# Given request
Continue the commit that aligns CSS bad-url-token tokenization with the Syntax Level 3 spec, starting after its final line.

# Source passage
Bug 790997. Align our tokenization of CSS bad-url-token with the CSS Syntax Level 3 CR. r=heycam,tromey

The main change is that once we discover we have a bad-url-token we consume everything up to, but not including, the next ')' character. While we do this we can cross line boundaries and don't bother about matching braces or quotes. We just keep going until we find the ')' or hit EOF.
2016-07-13 22:54:20 -04:00 · 2016-07-13 22:54:20 -04:00 · 63c6b08058
--- a/devtools/shared/css-lexer.js
+++ b/devtools/shared/css-lexer.js
@ -1073,6 +1073,9 @@ Scanner.prototype = {
      this.ScanString(aToken);
      if (aToken.mType == eCSSToken_Bad_String) {
        aToken.mType = eCSSToken_Bad_URL;
+        // Flag us as having been a Bad_String.
+        aToken.mInteger2 = 1;
+        this.ConsumeBadURLRemnants(aToken);
        return;
      }
    } else {
@ -1093,9 +1096,44 @@ Scanner.prototype = {
      }
    } else {
      aToken.mType = eCSSToken_Bad_URL;
+      if (aToken.mSymbol != 0) {
+        // Flag us as having been a String, not a Bad_String.
+        aToken.mInteger2 = 0;
+      }
+      this.ConsumeBadURLRemnants(aToken);
    }
  },

+  ConsumeBadURLRemnants: function (aToken) {
+    aToken.mInteger = aToken.mIdent.length;
+    let ch = this.Peek();
+    do {
+      if (ch < 0) {
+        this.AddEOFCharacters(eEOFCharacters_CloseParen);
+        break;
+      }
+
+      if (ch == REVERSE_SOLIDUS && this.GatherEscape(aToken.mIdent, false)) {
+        // Nothing else needs to be done here for the moment; we've consumed the
+        // backslash and following escape.
+      } else {
+        // We always want to consume this character.
+        if (IsVertSpace(ch)) {
+          this.AdvanceLine();
+        } else {
+          this.Advance();
+        }
+        if (ch == 0) {
+          aToken.mIdent.push(UCS2_REPLACEMENT_CHAR);
+        } else {
+          aToken.mIdent.push(ch);
+        }
+      }
+
+      ch = this.Peek();
+    } while (ch != RIGHT_PARENTHESIS);
+  },
+
  /**
   * Primary scanner entry point.  Consume one token and fill in
   * |aToken| accordingly.  Will skip over any number of comments first,
--- a/devtools/shared/tests/unit/test_csslexer.js
+++ b/devtools/shared/tests/unit/test_csslexer.js
@ -128,8 +128,9 @@ var LEX_TESTS = [
             ["url:http://example.com"]],
  // In CSS Level 3, this is an ordinary URL, not a BAD_URL.
  ["url(http://example.com", ["url:http://example.com"]],
-  // See bug 1153981 to understand why this gets a SYMBOL token.
-  ["url(http://example.com @", ["bad_url:http://example.com", "symbol:@"]],
+  // We end up losing the whitespace before the '@' because it's skipped by the
+  // lexer before we discover we have a BAD_URL token.

# Provided data
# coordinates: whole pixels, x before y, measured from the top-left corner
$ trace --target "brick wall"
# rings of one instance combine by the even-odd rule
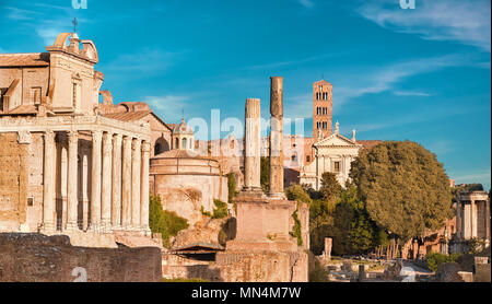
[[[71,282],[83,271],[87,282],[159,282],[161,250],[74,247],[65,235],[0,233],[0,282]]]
* * *
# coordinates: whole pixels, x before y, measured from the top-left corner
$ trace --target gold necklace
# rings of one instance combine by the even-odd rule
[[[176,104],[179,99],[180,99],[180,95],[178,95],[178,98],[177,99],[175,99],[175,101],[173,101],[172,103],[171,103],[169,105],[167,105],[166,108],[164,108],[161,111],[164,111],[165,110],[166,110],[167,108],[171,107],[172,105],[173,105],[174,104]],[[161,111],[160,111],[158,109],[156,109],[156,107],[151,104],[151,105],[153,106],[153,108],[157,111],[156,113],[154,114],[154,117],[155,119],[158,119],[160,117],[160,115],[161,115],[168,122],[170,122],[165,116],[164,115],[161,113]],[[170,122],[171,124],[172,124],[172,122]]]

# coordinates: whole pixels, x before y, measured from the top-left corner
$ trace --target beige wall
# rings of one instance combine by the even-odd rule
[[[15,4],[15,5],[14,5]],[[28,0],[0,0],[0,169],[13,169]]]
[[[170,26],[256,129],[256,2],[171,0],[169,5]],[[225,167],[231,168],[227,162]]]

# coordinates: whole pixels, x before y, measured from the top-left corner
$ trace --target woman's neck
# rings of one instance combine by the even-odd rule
--
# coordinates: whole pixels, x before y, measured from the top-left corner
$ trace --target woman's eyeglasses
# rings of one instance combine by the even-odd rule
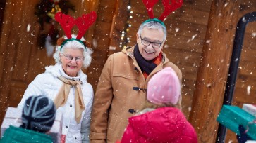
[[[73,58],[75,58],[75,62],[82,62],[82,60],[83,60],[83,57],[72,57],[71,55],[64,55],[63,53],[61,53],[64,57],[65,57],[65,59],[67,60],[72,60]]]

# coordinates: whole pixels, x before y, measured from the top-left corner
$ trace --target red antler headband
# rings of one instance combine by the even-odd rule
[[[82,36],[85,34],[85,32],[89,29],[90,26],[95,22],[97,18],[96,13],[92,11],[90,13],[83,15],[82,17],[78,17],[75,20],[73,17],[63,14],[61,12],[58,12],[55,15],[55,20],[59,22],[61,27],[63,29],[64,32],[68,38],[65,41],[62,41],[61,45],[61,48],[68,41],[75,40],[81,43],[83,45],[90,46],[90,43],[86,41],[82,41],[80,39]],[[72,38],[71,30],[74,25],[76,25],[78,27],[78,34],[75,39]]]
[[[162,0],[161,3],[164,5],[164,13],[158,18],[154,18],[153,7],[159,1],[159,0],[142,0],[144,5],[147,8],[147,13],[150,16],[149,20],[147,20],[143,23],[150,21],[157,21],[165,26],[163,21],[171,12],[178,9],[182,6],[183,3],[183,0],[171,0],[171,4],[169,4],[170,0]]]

# Final answer
+  ["url(http://example.com @", ["bad_url:http://example.com@"]],
  ["quo\\ting", ["ident:quoting"]],
  ["'bad string\n", ["bad_string:bad string", "whitespace"]],
  ["~=", ["includes"]],
--- a/dom/webidl/CSSLexer.webidl
+++ b/dom/webidl/CSSLexer.webidl
@ -36,8 +36,10 @@ enum CSSTokenType {
  "bad_string",
  // A URL.  |text| holds the URL.
  "url",
-  // A "bad URL".  This is a URL that is unterminated at EOF.  |text|
-  // holds the URL.
+  // A "bad URL".  This is a URL that either contains a bad_string or contains
+  // garbage after the string or unquoted URL test.  |text| holds the URL and
+  // potentially whatever garbage came after it, up to but not including the
+  // following ')'.
  "bad_url",
  // A "symbol" is any one-character symbol.  This corresponds to the
  // DELIM token in the CSS specification.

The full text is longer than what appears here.